## WHAT TO DO:
Check each line of the listing below for "link" and state how many lines contain it, with no other words.

## PROVIDED DATA:
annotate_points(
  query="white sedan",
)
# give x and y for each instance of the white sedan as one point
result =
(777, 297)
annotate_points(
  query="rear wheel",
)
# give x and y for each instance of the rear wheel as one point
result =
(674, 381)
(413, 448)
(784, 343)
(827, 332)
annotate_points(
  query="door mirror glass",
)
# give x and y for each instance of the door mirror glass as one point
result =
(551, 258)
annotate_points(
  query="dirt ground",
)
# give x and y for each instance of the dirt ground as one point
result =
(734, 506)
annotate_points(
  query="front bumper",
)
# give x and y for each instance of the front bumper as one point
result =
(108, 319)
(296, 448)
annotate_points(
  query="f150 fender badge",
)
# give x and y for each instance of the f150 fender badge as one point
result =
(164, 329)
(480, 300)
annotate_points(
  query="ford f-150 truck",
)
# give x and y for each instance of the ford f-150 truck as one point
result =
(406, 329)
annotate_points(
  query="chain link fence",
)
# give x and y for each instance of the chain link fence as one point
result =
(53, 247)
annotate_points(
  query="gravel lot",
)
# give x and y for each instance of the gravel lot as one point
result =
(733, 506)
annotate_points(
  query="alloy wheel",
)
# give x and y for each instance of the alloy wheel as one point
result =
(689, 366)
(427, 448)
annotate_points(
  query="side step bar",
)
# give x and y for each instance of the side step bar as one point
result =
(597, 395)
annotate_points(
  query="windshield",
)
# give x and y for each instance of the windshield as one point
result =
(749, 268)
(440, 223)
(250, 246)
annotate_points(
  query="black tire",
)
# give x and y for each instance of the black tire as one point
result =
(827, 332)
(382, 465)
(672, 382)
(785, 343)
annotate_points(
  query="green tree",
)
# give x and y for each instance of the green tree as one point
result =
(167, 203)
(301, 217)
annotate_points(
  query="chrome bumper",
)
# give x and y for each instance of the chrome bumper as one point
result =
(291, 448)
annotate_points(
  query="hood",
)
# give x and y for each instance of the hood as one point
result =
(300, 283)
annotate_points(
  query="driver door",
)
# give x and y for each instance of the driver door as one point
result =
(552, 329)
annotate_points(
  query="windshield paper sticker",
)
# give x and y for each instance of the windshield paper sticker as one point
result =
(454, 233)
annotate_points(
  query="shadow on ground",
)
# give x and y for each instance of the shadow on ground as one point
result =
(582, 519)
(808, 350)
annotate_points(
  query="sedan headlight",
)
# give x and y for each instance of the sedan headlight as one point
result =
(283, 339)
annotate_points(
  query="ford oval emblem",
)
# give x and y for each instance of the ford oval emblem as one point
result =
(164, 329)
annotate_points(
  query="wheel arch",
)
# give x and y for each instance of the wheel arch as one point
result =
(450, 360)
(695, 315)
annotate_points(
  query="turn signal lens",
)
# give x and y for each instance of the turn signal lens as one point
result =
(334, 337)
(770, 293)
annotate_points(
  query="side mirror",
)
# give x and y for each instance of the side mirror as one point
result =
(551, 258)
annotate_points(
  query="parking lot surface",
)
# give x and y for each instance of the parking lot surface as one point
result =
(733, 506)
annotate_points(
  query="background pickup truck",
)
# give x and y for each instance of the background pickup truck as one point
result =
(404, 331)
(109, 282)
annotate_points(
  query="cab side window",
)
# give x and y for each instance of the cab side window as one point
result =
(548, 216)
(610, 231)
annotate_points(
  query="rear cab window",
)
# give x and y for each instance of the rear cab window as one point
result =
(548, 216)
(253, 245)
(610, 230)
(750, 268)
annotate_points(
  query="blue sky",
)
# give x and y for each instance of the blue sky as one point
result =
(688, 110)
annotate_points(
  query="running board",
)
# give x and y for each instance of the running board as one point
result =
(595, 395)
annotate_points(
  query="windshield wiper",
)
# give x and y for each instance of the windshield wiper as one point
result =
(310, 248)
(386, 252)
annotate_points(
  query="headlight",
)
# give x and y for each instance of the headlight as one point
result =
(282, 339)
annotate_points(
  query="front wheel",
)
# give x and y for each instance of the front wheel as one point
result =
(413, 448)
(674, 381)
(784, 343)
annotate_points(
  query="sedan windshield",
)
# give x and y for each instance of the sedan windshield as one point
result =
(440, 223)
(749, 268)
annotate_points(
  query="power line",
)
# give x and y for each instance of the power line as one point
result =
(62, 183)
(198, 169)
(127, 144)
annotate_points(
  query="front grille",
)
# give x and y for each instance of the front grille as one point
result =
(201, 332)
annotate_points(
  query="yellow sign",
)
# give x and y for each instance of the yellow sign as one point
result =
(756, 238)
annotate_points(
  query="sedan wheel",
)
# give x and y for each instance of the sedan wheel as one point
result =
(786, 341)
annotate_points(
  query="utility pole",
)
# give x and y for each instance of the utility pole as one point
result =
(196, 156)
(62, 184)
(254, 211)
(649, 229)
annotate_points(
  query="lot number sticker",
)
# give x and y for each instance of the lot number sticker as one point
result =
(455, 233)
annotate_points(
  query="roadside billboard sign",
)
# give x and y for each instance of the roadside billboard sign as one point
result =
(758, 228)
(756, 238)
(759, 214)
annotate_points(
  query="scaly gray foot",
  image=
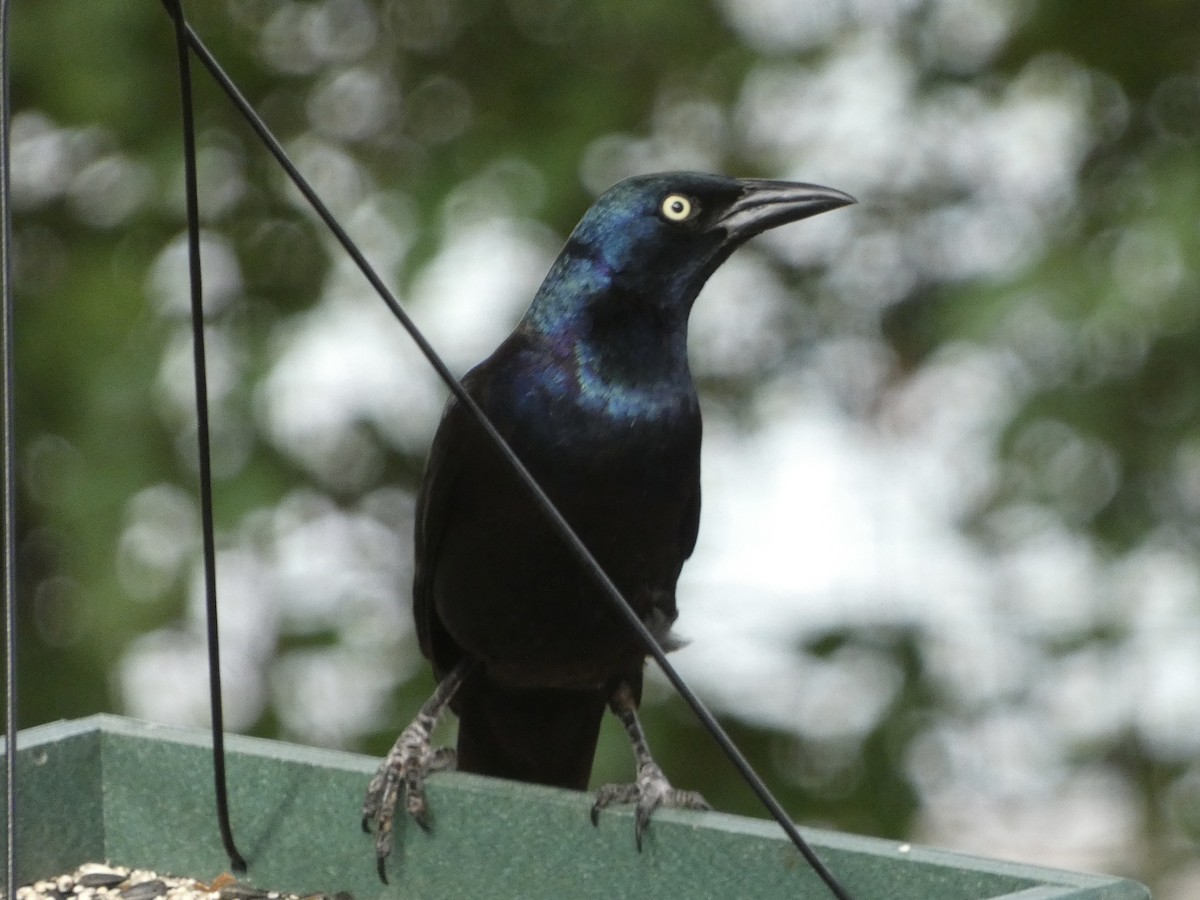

## PROBLEM SOLUTION:
2